EXERCISES TO COMPLETE.
A) In the text on keratoconus, after what age is it uncommon for the condition to progress?
B) Pick up the text on keratoconus after its last sentence and carry it on.

PASSAGE FOR REVIEW.
*** Begin section ***

What is Keratoconus?
Keratoconus is a condition in which the shape of the cornea, which is usually round, is shaped like a rugby ball, developing a cone-shaped bulge, resulting in diminished vision. The symmetrical curvature of the cornea is distorted by an abnormal thinning of its central and inferior paracentral areas. It usually starts at around puberty and progresses slowly thereafter. The progression may be slow but continuous for years and then stabilise permanently, or periods of progression may alternate with periods during which it appears to have stopped.
It is uncommon for the condition to progress after the affected individual has attained the age of 40 years. The factors governing the progression and stabilisation of Keratoconus are not known. The condition is always bilateral and asymmetric – meaning that it affects both eyes, but not equally. Rubbing the eyes can cause the condition to evolve. The presenting symptom is impaired vision due to irregular, myopic astigmatism. Due to the asymmetrical nature of the condition, one eye is usually worse than the other, with higher astigmatism. Visual acuity is usually much better with hard contact lenses than with glasses, especially in more advanced stages of Keratoconus. Unfortunately, the wearing of contact lenses does not prevent the progression of the condition.
How can it be treated?
Keratoconus correction has always been a challenge, however, in the early stages, spectacles or soft contact lenses can correct the refractive error.
If Keratoconus progresses and there is a higher degree of irregular astigmatism, spectacles are at best, of limited use, and then hard contact lenses or special hybrid contact lenses become more effective in improving vision.
In advanced Keratoconus, contact lenses may become inadequate because they cannot be tolerated or they fail to bring about significant visual improvement because of stromal scarring or other pathological change. In cases like this, surgery is indicated. In advanced cases with severe corneal irregularity, corneal transplant may be the last surgical alternative.

*** End section ***

RECORD EXTRACTS.
*** Begin section ***

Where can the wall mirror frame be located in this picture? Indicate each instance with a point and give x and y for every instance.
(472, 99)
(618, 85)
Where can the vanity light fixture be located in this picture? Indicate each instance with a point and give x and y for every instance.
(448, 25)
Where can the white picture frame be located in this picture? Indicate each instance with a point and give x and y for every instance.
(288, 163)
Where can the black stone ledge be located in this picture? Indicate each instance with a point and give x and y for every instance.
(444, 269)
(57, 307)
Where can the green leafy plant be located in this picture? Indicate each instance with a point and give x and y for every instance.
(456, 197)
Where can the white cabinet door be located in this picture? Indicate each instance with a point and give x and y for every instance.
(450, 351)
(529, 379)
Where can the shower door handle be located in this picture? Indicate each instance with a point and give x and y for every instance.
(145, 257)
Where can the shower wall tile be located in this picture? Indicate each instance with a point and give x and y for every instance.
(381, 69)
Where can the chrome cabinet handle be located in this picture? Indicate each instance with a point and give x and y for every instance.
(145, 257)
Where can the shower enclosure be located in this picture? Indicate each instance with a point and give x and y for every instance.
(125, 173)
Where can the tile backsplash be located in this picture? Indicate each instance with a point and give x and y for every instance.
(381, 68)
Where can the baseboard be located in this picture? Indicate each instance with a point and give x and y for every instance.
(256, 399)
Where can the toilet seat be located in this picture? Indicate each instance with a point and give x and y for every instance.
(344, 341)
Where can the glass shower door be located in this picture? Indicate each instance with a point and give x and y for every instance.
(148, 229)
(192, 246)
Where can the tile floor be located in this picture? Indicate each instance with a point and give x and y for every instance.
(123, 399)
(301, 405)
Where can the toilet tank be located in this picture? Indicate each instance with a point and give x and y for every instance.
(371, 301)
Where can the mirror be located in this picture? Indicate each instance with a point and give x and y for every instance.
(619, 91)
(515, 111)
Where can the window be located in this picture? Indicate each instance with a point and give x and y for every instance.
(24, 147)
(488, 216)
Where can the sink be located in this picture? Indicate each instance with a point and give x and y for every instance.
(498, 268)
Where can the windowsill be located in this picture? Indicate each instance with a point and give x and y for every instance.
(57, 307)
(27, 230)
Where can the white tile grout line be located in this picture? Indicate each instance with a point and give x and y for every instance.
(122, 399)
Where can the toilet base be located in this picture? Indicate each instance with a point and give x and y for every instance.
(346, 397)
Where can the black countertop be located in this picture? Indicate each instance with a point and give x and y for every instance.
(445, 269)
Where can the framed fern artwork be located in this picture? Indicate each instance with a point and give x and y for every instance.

*** End section ***

LIST OF ANSWERS.
A) 40 years.

B)
1. Corneal Cross-linking with Riboflavin
A number of clinical studies have demonstrated that progressive Keratoconus and iatrogenic ectasia can be stabilised by corneal cross-linking. UV radiation in combination with Riboflavin initiates molecular cross-linking of corneal collagen. Thus progressive corneal thinning is slowed down or even stopped. Biomechanical strength of corneal tissue is improved. Femtosecond laser technology can be used to create an intra-stromal pocket within the cornea into which the Riboflavin is safely and effectively administered. Although this treatment is not aimed at improving vision, it stabilises the cornea and prevents further deterioration in vision. After the cross-linking treatment, many patients have improved vision with soft contact lenses and spectacles.
Trans-epithelial corneal cross-linking with ricrolin (without de-epitheliazation) is also available at the Tygervalley Eye & Laser Centre. This cross-linking technique allows treatment of younger patients (under the age of 10) and patients with thin corneas.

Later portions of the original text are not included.